═════ TEXT EXCERPT

Sunday, October 5, 2014

Collaborative Learning


A Taste of Culture--A McGraw Hill Project
Subject: Language-learning, Culture, Writing
Project Type: Classroom Collaborative Project

Teacher: mansary
Title: A Taste of Culture--A McGraw Hill Project 
Food is an integral part of any culture. One of the most enjoyable parts of traveling is the opportunity to try the dishes authentic to the country you are visiting. What, where, and how people eat gives us clues to other important aspects of a culture. Through researching and discussing popular dishes and drinks of the target country, students will gain insight into the country’s geography, celebrations, daily routines, and beliefs. As a culminating project, small groups of students will choose a dish or drink to prepare and share with the class. They will also complete a recipe sheet that can be compiled into a class cookbook.

Objectives and Standards:
1.Students will use interpersonal communication to obtain information and exchange opinions.
2. Students will interpret written and oral messages and informational texts.
3. Students will present information and ideas orally and in writing.
4. Students will understand that human cultures exhibit both similarities and differences. 
5. Students will explain how products of a culture relate to beliefs and perspectives.
6. Students will explain how practices of a culture relate to beliefs and perspectives.
7. Students will gather and synthesize information in order to solve problems.
8. Students will utilize ePals Global Community social media tools.
9. Students will build a relationship with other students in another part of the world using 21st century tools.

Critical Thinking and Problem Solving
Creativity and Innovation
Information Literacy
Technology Literacy
Flexibility and Adaptability
Initiative and Self-Direction
Social and Cross-Cultural Skills
Productivity and Accountability

Communication 1.1, 1.2, 1.3
Cultures 2.1, 2.2
Connections 3.1, 3.2
Comparisons 4.2
Communities 5.1, 5.2

 Reading: 1 (Novice, Intermediate); 7 (Novice, Intermediate, Advanced); 10 (Novice, Intermediate, Advanced)

Writing: 2 (Novice, Intermediate, Advanced); 4 (Novice, Intermediate); 6 (Novice, Intermediate); 7–8 (Novice, Intermediate, Advanced); 10 (Novice, Intermediate, Advanced)
 Speaking and Listening: 1–2 (Novice, Intermediate, Advanced); 5–6 (Novice, Intermediate, Advanced)
 Language: 3–6

Culminating Activity
A Taste of Culture
For the culminating activity, students will be preparing a popular dish or drink from the country where the partnering class is located. They will also complete a recipe page that can be compiled into a cookbook or as an online blog. If live communication is possible with the partnering class, then the taste-testing event can take place at the same time and be shared by using a technology such as Skype.

Lesson Plan
Once your class has been broken into pairs or small groups, have students follow these steps:

1. Reply to the post on the forum that asks the following questions: What are some of your favorite foods and drinks? Does your family have a traditional dish or drink they serve for a special occasion or holiday? How does your family prepare food together? Students from both countries respond to the questions as an introduction to the theme of the project. This will help students think about the deeper cultural questions related to food customs.

══════════

_WHAT NEEDS TO BE DONE:_
Continue the lesson plan for the food and culture project from where it stops, adding the next few steps for the student groups.

═════ RECORDS

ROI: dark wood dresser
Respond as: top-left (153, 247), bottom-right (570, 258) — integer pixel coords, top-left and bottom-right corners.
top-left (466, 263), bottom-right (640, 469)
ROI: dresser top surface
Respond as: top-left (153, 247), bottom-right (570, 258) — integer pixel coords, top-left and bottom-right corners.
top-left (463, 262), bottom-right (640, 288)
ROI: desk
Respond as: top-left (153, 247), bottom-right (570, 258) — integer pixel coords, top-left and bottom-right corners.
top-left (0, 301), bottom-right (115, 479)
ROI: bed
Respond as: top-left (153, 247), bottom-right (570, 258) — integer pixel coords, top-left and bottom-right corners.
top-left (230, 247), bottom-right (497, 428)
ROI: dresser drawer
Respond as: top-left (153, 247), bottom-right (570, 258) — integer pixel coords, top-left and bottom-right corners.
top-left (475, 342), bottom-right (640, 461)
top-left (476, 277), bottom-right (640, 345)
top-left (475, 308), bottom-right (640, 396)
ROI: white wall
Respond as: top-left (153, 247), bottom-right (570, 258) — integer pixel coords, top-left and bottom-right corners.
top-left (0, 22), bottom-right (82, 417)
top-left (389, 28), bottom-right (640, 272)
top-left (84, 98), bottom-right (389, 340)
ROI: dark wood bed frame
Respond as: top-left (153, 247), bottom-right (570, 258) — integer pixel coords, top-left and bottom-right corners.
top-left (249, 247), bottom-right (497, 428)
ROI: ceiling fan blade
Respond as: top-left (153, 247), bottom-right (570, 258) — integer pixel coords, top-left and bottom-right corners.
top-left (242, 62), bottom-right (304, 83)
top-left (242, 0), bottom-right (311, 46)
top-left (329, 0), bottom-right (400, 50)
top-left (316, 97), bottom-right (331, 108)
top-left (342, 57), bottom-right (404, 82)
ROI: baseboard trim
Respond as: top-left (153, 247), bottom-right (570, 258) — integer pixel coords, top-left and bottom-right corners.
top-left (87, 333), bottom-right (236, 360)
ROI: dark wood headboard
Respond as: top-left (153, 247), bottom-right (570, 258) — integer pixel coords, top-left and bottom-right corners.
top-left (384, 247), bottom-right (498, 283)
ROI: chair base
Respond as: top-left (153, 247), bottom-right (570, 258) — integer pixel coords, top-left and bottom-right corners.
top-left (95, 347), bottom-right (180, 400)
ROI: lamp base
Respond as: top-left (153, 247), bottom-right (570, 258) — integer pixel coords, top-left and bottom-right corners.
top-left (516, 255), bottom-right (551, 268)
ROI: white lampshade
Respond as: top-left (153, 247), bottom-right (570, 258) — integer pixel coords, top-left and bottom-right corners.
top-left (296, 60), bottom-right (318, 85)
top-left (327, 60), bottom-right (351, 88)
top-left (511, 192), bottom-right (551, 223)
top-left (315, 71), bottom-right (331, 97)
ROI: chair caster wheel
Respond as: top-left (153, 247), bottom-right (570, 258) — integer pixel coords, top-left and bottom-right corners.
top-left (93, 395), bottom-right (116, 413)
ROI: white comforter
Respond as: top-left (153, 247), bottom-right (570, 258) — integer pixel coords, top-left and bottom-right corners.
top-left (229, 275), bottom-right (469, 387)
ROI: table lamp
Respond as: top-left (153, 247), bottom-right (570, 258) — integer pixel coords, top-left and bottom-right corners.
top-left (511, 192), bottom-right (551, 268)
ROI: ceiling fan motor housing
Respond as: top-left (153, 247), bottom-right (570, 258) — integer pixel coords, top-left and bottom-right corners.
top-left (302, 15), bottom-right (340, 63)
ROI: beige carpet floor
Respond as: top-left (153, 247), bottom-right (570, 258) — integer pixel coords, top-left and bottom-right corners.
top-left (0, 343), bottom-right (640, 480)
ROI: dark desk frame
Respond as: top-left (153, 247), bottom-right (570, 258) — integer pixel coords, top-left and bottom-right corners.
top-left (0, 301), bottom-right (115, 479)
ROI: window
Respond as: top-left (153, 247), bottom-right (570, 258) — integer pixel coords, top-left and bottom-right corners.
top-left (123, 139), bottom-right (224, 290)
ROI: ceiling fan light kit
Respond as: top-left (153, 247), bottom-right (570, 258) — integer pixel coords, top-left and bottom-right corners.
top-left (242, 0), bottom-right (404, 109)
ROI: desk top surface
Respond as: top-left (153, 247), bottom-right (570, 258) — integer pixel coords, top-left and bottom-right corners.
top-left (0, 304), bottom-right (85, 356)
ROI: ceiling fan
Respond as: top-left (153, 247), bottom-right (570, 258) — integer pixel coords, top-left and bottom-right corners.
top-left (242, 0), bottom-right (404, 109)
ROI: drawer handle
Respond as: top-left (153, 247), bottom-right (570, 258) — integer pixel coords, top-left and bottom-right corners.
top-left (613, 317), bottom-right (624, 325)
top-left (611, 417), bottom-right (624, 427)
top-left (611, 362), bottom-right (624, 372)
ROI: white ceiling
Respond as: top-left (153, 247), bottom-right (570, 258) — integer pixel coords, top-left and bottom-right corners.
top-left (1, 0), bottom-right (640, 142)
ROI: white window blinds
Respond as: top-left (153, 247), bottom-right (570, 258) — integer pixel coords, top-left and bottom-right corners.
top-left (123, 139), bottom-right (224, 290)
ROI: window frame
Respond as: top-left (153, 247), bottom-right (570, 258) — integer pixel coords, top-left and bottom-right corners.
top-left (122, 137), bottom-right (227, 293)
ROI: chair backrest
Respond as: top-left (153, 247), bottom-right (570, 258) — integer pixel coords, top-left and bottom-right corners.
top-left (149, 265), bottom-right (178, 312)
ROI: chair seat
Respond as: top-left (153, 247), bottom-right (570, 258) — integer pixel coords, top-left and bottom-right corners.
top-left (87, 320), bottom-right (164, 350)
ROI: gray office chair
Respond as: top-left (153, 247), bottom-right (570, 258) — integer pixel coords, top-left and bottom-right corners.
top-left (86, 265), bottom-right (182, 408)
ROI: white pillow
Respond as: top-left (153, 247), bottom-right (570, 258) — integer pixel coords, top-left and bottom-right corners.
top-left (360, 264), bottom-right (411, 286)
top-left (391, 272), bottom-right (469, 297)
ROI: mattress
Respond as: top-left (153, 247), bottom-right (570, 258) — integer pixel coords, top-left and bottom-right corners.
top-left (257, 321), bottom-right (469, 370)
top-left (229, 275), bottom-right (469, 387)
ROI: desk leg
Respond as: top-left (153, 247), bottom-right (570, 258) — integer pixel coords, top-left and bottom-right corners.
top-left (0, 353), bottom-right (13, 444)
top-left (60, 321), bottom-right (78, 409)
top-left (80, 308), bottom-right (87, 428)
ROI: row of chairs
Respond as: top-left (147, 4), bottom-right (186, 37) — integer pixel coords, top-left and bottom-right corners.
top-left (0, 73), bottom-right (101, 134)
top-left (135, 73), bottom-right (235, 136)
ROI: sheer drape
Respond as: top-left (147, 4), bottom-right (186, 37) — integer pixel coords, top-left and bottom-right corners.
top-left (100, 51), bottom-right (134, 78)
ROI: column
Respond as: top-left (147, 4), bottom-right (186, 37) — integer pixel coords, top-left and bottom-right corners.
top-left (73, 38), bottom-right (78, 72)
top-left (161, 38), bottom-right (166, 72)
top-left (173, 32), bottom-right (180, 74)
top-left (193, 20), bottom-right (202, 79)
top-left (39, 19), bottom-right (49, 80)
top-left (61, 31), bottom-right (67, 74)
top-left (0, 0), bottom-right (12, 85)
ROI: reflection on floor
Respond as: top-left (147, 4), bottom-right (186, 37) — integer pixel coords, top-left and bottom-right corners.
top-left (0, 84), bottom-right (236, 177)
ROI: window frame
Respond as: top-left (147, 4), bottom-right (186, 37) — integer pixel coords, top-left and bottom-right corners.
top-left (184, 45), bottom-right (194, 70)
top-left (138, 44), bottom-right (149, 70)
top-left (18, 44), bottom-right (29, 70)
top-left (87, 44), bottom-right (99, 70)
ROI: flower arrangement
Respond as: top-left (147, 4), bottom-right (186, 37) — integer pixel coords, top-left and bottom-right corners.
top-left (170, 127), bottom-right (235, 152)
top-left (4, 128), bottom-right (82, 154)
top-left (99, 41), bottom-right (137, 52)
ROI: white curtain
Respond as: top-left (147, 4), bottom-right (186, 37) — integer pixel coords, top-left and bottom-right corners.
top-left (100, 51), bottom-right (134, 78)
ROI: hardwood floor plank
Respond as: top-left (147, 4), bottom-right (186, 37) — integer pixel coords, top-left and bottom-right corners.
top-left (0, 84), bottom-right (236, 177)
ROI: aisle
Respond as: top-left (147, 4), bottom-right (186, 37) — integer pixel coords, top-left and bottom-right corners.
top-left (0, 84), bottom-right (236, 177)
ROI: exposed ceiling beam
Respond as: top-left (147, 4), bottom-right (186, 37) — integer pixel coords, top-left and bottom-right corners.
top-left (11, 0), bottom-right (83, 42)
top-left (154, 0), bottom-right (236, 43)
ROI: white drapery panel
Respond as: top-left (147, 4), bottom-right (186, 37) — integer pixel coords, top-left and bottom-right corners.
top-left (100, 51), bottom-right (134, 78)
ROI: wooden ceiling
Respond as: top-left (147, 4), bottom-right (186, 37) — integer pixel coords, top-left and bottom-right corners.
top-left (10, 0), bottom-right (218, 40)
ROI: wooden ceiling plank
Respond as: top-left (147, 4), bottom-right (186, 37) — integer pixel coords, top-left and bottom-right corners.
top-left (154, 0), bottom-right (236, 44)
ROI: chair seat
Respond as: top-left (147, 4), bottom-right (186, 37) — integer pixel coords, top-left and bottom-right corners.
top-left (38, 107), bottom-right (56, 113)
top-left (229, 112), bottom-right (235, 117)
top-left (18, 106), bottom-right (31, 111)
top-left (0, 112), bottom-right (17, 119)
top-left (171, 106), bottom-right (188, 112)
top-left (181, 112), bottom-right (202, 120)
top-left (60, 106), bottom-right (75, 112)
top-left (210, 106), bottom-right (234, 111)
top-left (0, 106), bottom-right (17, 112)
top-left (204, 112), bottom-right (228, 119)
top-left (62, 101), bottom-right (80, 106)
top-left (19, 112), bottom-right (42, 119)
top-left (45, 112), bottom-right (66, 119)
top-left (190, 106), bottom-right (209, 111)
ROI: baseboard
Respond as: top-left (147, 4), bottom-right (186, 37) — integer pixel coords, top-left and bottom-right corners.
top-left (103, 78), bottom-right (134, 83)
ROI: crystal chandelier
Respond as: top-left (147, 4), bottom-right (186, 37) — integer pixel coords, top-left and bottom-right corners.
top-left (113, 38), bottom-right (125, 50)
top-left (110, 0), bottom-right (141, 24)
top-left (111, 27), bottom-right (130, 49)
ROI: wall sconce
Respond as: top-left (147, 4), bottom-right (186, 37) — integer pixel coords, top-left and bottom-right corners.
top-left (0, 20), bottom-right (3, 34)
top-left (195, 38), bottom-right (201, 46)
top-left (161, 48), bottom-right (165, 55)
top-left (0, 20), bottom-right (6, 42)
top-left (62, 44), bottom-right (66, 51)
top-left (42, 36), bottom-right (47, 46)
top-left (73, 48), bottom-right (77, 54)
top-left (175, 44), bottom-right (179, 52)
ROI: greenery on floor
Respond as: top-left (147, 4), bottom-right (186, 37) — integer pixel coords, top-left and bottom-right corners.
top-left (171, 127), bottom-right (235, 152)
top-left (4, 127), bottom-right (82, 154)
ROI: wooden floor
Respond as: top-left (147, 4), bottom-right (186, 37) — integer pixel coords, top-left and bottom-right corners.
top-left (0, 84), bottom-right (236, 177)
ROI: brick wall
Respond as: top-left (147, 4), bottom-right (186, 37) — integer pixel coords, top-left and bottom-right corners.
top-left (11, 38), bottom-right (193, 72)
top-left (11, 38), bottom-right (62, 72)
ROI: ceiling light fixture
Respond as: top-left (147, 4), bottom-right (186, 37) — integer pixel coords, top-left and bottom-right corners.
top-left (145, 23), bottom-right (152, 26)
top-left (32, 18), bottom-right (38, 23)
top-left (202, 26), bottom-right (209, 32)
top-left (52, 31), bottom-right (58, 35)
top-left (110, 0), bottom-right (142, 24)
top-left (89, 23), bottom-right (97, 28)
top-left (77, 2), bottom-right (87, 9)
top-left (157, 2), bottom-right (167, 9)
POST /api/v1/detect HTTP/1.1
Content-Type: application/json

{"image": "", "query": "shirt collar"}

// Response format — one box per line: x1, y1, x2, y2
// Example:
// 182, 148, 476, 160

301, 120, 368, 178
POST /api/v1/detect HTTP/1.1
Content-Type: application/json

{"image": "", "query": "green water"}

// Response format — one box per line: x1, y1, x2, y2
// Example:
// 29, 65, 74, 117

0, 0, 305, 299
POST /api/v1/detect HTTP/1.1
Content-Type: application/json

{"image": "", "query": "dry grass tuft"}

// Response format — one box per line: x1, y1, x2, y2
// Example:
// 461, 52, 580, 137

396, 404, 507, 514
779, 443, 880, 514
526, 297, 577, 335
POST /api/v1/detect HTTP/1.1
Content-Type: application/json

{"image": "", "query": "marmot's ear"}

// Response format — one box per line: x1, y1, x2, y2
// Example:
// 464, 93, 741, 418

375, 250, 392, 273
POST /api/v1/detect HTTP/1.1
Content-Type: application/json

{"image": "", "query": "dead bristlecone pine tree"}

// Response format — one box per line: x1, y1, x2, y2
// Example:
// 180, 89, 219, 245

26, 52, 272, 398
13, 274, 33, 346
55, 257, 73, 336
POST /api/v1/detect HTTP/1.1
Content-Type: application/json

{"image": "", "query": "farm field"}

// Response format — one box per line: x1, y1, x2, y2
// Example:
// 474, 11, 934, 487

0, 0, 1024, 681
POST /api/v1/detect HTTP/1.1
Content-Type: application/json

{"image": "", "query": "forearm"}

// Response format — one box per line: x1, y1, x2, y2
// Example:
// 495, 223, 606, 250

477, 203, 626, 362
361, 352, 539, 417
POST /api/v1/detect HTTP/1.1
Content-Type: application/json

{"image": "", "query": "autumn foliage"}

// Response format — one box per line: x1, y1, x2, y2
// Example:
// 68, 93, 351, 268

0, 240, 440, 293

══════════

_TASK RESULT:_
2. Research traditional dishes and drinks from the target country by reading replies on the forum and by using other sources. Choose one you would be able to prepare for the culminating activity. Keep in mind the following questions about your dish or drink while doing your research. You will need this information for the final recipe page and when you present to the class. What time of day is the dish or drink typically served? Is it associated with a holiday or celebration? How does it express cultural ideas or beliefs? Is it popular throughout the country or only in a specific area? What is the history behind the dish or drink? What can you infer about the geography or climate based on the ingredients in the dish or drink?

3. Reply to the second thread on the forum under the title, “Our dish/drink,” by posting the dish or drink your group has decided to prepare. Review the forum and see what others have shared about your dish or drink. Is there any information there that can help you answer the questions from Step 1? Post any questions you have for the partnering class about your dish or drink. Answer any questions you can about what others are preparing. (You can repeat this step throughout the project.)

4. Add your recipe ingredients to our ingredients wiki page. If an ingredient has already been listed by another student, just add an X after the ingredient. What can we learn about cooking in the partnering country by examining this collaborative list of ingredients?  What ingredients are most popular? Why? In the forum, ask the students from the partnering country if the conclusions you’ve drawn from the ingredient data are true.

5.  Look at your recipe and be sure to convert the measurements from the metric system to the U.S. standard of measurement.

6. Calculate the nutritional value of your dish or drink. Based on the results, decide if you can eliminate, reduce, add, or substitute an ingredient to make your dish or drink healthier. (For example, you can substitute brown rice for white rice.) Be sure to note what you have changed because you will need this for the final recipe page.

7. Review the ingredients and decide if there are any that might be difficult to find or too expensive to buy where you live. Brainstorm an alternative ingredient. (For example, you could use melon instead of papaya.) Be sure to note what you have changed because you will need this for the final recipe page.

8. Calculate the estimated cost of your dish or drink based on the cost of the ingredients in your area and add this to the final recipe page. Be sure you make it clear if the cost is per serving or in total.

9. Share your final recipe with the changes you’ve made on the forum under the thread, “Final recipe.” Comment on other recipes and read the comments and questions for your recipe. Decide if any further changes are necessary based on the feedback.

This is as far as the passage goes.